▶ WORK INSTRUCTION
After reading the listing below, copy it out exactly.

EXERCISE DATA section start

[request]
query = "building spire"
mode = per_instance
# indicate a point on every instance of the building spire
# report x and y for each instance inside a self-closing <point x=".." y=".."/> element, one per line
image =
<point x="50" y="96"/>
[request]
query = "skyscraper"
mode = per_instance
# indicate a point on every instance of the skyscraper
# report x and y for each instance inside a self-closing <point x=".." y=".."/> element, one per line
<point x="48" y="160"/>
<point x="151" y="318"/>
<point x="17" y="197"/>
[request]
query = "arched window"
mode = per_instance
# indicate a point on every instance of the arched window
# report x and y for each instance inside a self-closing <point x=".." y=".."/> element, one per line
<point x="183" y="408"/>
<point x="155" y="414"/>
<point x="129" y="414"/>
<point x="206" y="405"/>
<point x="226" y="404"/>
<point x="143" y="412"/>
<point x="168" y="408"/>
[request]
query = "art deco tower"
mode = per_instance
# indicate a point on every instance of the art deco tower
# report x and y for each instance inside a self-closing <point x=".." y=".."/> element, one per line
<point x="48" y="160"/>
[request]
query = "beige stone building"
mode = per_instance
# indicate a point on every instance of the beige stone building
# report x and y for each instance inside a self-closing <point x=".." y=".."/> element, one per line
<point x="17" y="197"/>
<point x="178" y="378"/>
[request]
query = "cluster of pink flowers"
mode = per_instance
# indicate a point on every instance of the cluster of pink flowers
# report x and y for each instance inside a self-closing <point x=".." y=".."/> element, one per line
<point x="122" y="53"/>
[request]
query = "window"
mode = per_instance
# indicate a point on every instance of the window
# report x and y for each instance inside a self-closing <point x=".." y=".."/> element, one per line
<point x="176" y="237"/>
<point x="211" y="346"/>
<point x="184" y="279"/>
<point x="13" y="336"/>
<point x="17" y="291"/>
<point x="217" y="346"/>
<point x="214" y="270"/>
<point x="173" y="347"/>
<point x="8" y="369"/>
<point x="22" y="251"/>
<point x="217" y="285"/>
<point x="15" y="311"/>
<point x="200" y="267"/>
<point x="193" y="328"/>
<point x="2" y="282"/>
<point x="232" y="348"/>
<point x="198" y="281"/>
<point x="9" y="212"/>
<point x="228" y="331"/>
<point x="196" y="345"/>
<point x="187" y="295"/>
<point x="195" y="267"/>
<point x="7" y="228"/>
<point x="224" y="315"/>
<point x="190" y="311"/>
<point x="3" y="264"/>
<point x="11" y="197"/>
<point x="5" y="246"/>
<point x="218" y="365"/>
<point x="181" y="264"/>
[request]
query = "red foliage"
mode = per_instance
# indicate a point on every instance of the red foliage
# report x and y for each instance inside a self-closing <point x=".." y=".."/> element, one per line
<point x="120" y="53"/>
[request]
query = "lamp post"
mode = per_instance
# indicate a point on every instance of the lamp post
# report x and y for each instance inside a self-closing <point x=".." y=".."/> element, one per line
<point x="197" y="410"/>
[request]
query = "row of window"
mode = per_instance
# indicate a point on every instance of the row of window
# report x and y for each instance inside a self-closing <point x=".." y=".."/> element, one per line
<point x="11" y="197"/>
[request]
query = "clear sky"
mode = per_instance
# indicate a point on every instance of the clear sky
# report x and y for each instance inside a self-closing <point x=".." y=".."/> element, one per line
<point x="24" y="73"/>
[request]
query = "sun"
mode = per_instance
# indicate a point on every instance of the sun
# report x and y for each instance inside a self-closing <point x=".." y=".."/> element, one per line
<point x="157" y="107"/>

EXERCISE DATA section end

▶ SOLVED PROBLEM
[request]
query = "building spire"
mode = per_instance
# indicate a point on every instance of the building spire
# report x and y for each instance inside a self-closing <point x=".." y=".."/> element, one per line
image =
<point x="50" y="96"/>
[request]
query = "skyscraper"
mode = per_instance
# indicate a point on every instance of the skyscraper
# report x and y for each instance inside a self-closing <point x=".." y=".."/> element, one per line
<point x="48" y="160"/>
<point x="151" y="318"/>
<point x="17" y="197"/>
[request]
query = "arched window"
mode = per_instance
# indicate a point on every instance of the arched window
# report x and y for each instance inside a self-closing <point x=".." y=".."/> element, one per line
<point x="183" y="408"/>
<point x="155" y="414"/>
<point x="129" y="414"/>
<point x="206" y="405"/>
<point x="226" y="404"/>
<point x="143" y="412"/>
<point x="168" y="408"/>
[request]
query = "art deco tower"
mode = per_instance
# indicate a point on every instance of the art deco tower
# report x and y for each instance inside a self-closing <point x=".." y=".."/> element, one per line
<point x="48" y="160"/>
[request]
query = "beige stone building"
mode = per_instance
# indicate a point on every instance of the beige stone building
# report x and y for each instance inside a self-closing <point x=".." y=".."/> element, one per line
<point x="17" y="197"/>
<point x="178" y="378"/>
[request]
query = "cluster of pink flowers"
mode = per_instance
# indicate a point on every instance of the cluster of pink flowers
# report x and y for each instance inside a self-closing <point x=".." y=".."/> element, one per line
<point x="122" y="53"/>
[request]
query = "window"
mode = per_instance
# indicate a point on every instance of the window
# report x and y for each instance inside a self-closing <point x=".." y=".."/> element, one per line
<point x="176" y="237"/>
<point x="211" y="346"/>
<point x="184" y="279"/>
<point x="13" y="336"/>
<point x="17" y="291"/>
<point x="217" y="346"/>
<point x="214" y="270"/>
<point x="173" y="347"/>
<point x="8" y="369"/>
<point x="22" y="251"/>
<point x="217" y="285"/>
<point x="15" y="311"/>
<point x="200" y="267"/>
<point x="193" y="328"/>
<point x="2" y="282"/>
<point x="232" y="348"/>
<point x="198" y="281"/>
<point x="9" y="212"/>
<point x="228" y="331"/>
<point x="196" y="345"/>
<point x="187" y="295"/>
<point x="195" y="267"/>
<point x="7" y="228"/>
<point x="224" y="315"/>
<point x="190" y="311"/>
<point x="3" y="264"/>
<point x="11" y="197"/>
<point x="5" y="246"/>
<point x="218" y="365"/>
<point x="181" y="264"/>
[request]
query = "red foliage"
mode = per_instance
# indicate a point on every instance of the red foliage
# report x and y for each instance inside a self-closing <point x=".." y=".."/> element, one per line
<point x="120" y="53"/>
[request]
query = "lamp post"
mode = per_instance
# indicate a point on every instance of the lamp post
# report x and y for each instance inside a self-closing <point x=".." y=".."/> element, one per line
<point x="197" y="410"/>
[request]
query = "row of window"
mode = per_instance
# indicate a point on every instance of the row of window
# report x and y for each instance inside a self-closing <point x=".." y=".."/> element, one per line
<point x="11" y="197"/>
[request]
query = "clear sky"
mode = per_instance
# indicate a point on every instance of the clear sky
# report x and y for each instance inside a self-closing <point x=".." y=".."/> element, one per line
<point x="24" y="73"/>
[request]
query = "sun"
mode = per_instance
# indicate a point on every instance of the sun
# report x and y for each instance inside a self-closing <point x=".." y=".."/> element, one per line
<point x="157" y="107"/>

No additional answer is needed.